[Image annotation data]
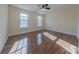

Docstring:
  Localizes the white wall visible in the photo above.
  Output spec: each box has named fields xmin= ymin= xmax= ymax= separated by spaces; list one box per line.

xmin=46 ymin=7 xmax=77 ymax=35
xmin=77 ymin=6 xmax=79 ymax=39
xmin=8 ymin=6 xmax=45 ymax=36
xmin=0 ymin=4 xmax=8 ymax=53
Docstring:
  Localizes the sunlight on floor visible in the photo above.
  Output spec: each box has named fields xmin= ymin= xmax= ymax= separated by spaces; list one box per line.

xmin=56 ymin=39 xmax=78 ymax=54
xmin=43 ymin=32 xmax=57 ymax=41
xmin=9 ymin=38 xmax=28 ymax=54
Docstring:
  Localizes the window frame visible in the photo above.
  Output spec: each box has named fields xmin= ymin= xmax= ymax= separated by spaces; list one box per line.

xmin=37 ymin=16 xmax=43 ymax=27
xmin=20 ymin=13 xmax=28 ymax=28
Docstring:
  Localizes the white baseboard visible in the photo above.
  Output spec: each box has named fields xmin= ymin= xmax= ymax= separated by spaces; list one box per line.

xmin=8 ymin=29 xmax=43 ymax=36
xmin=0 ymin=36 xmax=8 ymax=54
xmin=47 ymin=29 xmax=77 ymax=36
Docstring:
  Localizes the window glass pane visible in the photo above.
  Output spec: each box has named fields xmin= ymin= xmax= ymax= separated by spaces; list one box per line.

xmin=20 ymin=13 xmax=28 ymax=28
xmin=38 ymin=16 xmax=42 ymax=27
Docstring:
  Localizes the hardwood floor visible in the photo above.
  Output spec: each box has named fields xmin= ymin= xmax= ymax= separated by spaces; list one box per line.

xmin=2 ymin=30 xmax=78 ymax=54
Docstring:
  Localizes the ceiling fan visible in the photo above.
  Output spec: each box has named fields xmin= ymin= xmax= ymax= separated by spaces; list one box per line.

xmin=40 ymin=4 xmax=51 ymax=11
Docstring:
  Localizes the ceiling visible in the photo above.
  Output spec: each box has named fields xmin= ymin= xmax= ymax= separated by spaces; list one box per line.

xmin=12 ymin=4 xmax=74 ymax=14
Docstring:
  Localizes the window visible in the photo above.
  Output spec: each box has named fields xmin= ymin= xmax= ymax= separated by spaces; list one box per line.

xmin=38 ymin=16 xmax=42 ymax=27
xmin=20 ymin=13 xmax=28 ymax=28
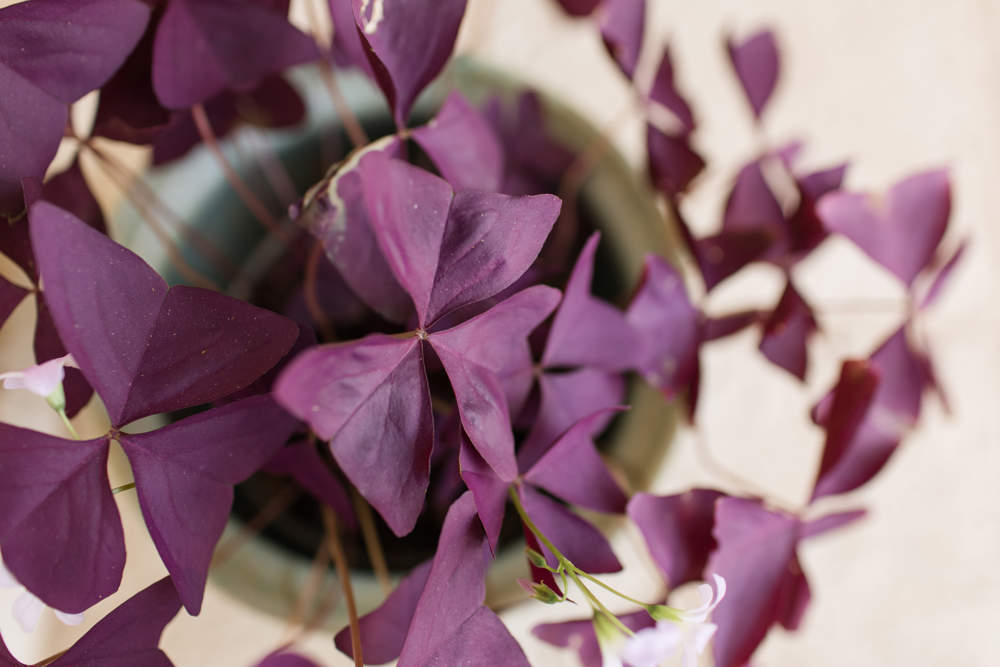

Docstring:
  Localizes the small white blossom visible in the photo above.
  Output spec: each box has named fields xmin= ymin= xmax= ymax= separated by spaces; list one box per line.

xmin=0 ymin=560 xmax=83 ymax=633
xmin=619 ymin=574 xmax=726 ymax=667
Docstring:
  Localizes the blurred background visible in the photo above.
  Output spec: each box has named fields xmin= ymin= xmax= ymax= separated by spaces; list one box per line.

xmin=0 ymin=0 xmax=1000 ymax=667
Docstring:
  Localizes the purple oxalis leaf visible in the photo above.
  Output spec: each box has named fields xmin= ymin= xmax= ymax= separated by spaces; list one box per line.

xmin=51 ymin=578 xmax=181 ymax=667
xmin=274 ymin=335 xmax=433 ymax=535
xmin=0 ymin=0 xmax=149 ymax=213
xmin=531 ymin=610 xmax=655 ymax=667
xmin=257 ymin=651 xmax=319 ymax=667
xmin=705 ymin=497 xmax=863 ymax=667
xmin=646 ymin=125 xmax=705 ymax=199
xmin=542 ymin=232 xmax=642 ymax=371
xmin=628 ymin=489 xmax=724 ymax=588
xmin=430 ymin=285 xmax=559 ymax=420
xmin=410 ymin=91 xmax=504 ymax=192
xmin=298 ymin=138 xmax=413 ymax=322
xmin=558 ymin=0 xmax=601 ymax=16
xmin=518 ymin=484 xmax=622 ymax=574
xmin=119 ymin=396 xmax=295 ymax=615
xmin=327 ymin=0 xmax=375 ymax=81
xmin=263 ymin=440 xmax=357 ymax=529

(AIM)
Show each line of the records that contains the word "white". Only matches in the same case count.

(FINISHED EXERCISE)
  Localizes the white wall visible in the photo above.
  Localizes the white baseboard visible in the photo above.
  Localizes the small white blossom visible in the photo above.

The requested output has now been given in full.